Exercise task |
Beginning with the line where "Practice step: locate the dry" appears, repeat every remaining line of the entries exactly, the last line included.

[start of Provided records]

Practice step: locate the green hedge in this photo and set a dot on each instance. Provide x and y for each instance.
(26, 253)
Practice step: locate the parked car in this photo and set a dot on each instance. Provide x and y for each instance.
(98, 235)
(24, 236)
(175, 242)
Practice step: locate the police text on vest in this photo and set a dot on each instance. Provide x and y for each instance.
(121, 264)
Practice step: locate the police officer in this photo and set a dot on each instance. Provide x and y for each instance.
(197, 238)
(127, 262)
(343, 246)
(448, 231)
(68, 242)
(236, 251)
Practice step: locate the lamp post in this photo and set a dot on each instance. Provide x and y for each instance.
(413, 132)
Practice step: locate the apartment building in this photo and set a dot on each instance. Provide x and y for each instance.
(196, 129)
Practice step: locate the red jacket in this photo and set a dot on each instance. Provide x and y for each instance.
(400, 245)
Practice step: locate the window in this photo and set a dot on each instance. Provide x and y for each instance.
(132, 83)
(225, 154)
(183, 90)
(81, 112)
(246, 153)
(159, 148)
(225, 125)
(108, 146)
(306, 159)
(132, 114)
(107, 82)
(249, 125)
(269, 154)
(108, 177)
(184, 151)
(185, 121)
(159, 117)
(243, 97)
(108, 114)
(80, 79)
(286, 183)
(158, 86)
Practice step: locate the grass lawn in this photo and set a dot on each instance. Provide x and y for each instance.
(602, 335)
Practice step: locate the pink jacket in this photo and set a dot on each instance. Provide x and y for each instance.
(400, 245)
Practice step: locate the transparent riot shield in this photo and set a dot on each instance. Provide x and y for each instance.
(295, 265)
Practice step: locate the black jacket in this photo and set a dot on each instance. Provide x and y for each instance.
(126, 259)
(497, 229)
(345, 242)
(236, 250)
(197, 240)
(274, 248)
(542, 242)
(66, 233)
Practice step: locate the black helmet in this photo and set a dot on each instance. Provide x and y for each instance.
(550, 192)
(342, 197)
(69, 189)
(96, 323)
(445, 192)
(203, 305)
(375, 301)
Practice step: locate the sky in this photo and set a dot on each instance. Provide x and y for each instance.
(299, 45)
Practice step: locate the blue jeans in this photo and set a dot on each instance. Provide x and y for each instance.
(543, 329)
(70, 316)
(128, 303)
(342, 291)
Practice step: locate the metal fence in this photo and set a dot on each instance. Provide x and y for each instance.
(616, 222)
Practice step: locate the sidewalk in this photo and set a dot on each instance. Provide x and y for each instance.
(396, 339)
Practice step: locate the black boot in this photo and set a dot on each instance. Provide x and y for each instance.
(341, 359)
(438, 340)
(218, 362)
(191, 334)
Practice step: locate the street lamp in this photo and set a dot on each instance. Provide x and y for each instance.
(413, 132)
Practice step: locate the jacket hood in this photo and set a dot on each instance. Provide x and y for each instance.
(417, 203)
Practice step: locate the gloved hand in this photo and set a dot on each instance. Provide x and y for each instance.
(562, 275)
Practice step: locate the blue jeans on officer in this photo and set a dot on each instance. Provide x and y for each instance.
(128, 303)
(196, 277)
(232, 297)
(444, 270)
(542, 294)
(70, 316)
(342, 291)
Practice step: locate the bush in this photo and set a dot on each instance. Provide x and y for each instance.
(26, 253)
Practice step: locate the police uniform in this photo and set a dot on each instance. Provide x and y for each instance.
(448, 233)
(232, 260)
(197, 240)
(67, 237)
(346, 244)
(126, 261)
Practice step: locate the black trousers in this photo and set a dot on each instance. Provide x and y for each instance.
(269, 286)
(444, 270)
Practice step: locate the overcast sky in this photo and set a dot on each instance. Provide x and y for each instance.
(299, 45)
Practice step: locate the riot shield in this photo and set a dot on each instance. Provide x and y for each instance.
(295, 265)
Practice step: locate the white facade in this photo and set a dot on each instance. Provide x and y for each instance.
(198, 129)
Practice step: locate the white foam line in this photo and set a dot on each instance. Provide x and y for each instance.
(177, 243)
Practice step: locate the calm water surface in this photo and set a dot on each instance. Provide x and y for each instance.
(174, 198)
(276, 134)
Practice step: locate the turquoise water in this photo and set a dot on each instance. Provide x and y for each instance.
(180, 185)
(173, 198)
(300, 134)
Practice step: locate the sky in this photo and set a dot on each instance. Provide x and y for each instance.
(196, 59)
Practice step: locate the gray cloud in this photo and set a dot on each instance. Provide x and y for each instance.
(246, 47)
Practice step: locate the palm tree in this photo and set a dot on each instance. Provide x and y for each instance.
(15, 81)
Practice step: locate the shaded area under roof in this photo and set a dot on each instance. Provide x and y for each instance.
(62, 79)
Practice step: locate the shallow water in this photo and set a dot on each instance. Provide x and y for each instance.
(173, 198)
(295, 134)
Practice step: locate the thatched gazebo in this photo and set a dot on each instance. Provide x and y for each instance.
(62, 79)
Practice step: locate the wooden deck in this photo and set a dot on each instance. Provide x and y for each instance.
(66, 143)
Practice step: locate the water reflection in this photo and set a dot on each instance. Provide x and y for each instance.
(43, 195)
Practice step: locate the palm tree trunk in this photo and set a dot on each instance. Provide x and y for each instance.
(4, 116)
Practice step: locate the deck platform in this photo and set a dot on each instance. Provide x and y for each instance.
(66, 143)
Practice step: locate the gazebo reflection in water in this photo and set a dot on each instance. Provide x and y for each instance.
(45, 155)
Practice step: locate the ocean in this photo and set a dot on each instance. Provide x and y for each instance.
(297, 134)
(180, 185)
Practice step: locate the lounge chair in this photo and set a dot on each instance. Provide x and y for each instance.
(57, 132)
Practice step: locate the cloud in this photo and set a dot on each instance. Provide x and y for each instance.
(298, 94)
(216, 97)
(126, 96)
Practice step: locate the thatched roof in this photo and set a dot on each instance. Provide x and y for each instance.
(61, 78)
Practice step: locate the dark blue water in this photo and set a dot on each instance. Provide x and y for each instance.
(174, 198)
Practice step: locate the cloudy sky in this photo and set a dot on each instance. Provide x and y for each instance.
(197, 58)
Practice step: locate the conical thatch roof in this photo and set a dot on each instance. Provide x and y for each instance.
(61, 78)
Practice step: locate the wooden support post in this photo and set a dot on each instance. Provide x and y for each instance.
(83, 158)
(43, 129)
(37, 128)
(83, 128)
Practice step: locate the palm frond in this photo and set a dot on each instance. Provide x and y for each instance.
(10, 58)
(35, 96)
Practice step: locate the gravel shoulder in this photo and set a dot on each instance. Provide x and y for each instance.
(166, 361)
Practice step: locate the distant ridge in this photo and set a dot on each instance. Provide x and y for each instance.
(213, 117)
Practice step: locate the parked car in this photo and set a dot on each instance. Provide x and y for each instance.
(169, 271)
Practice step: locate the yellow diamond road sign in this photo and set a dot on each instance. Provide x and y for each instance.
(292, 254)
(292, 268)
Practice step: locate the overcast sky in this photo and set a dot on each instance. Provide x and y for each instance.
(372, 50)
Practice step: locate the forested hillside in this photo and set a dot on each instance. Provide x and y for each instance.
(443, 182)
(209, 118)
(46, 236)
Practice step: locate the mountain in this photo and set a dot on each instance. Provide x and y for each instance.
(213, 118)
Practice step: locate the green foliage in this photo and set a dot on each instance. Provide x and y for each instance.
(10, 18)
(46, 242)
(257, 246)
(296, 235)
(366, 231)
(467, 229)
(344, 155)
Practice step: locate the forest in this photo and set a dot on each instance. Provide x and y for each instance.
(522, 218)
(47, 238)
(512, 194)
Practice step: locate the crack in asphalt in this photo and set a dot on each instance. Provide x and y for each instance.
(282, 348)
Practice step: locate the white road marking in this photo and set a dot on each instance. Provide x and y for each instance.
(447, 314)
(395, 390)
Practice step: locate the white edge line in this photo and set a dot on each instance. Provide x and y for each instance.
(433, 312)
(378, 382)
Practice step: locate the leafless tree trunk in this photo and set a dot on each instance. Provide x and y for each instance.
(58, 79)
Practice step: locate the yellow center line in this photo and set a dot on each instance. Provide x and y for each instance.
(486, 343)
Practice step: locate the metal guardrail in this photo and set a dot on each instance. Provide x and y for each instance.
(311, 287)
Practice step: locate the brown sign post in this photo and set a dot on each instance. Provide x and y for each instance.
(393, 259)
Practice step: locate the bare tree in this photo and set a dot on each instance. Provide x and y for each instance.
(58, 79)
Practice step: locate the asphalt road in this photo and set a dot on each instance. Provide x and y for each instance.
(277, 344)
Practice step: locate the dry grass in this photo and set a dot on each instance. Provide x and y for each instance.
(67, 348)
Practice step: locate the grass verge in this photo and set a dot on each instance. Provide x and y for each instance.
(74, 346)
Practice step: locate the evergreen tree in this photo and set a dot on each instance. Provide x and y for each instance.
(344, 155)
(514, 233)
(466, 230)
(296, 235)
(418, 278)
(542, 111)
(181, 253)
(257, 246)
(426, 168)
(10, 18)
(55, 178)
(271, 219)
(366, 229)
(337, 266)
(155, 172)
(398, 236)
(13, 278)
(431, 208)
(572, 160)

[end of Provided records]

Reply |
Practice step: locate the dry grass in this photo and set a dot on each instance. Provide x and y for each instance.
(67, 348)
Practice step: locate the grass verge in this photo and set a dot on each instance. Provide x and y for each instance.
(74, 346)
Practice step: locate the evergreen tree in this photo and set a dot on each instance. Provide x and y for each instance.
(344, 155)
(514, 233)
(466, 230)
(296, 235)
(418, 278)
(542, 111)
(181, 253)
(257, 246)
(426, 168)
(10, 18)
(55, 178)
(271, 219)
(366, 229)
(337, 266)
(155, 172)
(398, 236)
(13, 278)
(431, 208)
(572, 160)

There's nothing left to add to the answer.